- _OBJECTIVE_: Collect every line of the listing that contains the word "mountain".
▼
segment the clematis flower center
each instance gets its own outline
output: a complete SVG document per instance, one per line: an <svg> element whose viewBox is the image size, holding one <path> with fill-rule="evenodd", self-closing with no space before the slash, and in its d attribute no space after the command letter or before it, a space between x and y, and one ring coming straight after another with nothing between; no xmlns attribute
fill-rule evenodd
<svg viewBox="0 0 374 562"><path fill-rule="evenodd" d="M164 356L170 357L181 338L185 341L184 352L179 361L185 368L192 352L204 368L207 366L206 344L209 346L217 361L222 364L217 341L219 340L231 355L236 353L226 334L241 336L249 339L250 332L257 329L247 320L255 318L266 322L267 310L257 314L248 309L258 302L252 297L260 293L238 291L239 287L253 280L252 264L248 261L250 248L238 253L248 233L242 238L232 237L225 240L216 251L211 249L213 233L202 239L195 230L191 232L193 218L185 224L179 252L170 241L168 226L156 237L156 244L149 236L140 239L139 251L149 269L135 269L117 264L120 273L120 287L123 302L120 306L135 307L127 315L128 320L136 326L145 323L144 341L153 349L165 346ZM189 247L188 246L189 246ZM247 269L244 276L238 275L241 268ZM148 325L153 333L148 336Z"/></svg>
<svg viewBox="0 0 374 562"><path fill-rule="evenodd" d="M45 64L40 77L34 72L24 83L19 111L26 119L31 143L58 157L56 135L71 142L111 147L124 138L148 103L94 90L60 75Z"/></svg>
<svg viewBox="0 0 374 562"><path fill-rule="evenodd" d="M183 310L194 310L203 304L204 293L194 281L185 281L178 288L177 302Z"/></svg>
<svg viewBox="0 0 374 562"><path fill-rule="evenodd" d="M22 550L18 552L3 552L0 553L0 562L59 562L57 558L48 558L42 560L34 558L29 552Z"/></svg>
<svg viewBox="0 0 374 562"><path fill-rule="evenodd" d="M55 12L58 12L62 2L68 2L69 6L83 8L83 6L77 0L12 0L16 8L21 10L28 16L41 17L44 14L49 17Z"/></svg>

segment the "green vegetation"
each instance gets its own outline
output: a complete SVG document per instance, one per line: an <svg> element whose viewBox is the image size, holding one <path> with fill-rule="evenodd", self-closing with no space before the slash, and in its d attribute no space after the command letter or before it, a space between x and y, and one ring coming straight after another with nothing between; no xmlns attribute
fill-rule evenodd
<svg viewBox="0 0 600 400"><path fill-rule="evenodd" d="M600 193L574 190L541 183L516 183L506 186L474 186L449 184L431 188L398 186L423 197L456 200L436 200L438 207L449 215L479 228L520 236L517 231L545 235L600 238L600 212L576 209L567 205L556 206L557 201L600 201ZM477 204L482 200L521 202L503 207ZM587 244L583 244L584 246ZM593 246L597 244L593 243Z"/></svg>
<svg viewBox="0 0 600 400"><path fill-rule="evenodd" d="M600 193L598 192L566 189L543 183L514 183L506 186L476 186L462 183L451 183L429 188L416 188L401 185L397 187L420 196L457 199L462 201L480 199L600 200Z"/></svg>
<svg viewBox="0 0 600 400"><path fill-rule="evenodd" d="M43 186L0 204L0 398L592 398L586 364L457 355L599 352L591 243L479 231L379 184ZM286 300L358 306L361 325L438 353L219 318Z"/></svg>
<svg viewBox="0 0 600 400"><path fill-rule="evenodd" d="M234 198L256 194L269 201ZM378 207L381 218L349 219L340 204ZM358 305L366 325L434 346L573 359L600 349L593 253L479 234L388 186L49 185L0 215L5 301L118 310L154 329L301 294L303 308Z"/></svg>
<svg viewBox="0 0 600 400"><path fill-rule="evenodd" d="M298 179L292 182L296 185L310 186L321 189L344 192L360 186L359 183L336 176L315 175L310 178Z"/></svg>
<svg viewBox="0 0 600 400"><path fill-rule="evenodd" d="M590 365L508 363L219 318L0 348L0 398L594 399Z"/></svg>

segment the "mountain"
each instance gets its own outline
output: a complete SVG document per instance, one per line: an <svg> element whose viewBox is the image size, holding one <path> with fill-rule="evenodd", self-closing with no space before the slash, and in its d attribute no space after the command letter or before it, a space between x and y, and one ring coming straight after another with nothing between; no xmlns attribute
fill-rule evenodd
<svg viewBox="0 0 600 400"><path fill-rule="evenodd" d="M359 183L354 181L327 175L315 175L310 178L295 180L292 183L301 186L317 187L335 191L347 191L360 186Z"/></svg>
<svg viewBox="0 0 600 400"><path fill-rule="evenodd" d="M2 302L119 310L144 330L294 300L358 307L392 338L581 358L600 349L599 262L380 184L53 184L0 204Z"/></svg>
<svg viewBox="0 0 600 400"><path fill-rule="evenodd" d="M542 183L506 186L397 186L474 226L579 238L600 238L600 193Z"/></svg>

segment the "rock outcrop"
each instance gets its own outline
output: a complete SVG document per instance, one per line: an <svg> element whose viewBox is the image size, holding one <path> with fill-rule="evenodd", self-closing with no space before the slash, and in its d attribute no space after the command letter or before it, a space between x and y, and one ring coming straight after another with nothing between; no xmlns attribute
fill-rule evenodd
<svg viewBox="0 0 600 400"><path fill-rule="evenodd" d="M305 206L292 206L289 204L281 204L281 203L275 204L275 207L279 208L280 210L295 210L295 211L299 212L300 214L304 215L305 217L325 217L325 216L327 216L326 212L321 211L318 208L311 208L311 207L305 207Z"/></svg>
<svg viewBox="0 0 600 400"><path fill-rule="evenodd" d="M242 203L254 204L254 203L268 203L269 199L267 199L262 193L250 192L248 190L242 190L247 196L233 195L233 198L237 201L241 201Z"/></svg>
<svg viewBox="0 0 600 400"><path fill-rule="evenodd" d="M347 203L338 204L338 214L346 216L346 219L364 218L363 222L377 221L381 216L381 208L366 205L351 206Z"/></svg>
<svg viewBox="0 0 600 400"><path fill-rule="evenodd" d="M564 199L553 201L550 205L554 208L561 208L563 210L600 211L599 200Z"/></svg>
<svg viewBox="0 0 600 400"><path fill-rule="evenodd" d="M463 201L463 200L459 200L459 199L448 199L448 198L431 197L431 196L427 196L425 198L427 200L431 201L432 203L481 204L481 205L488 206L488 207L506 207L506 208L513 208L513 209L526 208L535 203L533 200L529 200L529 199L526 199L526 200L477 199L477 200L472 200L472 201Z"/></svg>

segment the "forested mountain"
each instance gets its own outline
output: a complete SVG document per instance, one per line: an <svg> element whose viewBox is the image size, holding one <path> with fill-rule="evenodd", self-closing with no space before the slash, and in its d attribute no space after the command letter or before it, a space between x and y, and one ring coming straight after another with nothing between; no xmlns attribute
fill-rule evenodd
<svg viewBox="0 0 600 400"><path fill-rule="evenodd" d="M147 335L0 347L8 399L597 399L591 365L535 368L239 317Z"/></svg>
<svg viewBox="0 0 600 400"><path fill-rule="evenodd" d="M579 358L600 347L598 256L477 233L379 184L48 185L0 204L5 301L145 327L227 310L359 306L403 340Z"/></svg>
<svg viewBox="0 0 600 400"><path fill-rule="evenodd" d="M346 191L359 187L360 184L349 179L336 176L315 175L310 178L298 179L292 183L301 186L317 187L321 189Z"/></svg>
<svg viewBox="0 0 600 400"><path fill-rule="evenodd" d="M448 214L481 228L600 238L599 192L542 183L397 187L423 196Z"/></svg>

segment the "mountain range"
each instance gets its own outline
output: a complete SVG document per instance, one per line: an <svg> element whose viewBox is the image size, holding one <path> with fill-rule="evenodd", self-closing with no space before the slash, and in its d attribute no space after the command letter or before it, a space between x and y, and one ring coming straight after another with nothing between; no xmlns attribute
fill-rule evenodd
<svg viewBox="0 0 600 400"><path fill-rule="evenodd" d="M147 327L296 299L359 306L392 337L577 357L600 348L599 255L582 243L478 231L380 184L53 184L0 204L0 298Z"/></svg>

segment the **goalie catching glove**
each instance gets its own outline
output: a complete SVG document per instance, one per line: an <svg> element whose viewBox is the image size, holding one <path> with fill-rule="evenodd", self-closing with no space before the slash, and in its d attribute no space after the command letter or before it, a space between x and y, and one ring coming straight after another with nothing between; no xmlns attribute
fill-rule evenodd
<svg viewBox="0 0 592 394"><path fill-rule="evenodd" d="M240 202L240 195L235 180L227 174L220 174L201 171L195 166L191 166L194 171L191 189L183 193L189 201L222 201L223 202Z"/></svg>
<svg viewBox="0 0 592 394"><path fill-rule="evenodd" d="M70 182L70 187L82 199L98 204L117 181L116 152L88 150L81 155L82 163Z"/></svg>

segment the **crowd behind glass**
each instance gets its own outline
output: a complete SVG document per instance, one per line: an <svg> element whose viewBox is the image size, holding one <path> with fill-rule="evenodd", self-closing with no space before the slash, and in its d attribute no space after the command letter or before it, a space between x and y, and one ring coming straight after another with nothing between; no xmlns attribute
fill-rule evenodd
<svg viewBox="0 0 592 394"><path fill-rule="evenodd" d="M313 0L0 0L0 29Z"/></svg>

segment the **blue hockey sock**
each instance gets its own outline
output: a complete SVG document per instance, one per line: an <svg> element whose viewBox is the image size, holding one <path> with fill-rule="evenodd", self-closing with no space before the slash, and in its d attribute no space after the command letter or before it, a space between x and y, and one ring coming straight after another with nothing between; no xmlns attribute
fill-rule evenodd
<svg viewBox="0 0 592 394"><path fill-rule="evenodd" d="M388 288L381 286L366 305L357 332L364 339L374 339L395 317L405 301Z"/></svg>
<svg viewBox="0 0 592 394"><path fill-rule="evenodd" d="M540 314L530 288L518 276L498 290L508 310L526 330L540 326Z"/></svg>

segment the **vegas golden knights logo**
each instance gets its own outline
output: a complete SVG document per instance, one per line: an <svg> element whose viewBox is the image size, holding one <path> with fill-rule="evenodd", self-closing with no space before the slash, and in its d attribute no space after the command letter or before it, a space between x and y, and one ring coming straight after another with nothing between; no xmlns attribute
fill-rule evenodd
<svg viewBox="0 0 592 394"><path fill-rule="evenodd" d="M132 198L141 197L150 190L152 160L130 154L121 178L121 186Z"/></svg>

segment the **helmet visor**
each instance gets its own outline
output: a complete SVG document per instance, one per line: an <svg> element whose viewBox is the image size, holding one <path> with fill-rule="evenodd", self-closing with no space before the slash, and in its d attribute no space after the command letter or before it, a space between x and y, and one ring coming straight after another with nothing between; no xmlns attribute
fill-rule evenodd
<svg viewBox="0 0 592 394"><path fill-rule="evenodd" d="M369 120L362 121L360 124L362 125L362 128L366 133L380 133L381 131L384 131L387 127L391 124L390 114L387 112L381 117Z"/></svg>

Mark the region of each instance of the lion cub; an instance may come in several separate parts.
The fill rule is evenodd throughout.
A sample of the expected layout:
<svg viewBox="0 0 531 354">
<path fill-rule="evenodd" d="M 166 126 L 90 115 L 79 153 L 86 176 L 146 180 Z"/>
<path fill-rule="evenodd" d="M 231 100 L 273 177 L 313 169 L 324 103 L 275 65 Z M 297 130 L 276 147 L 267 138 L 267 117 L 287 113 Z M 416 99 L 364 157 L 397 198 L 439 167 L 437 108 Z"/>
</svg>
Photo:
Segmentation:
▲
- _OUTPUT BELOW_:
segment the "mountain"
segment the "forested mountain"
segment the "mountain range"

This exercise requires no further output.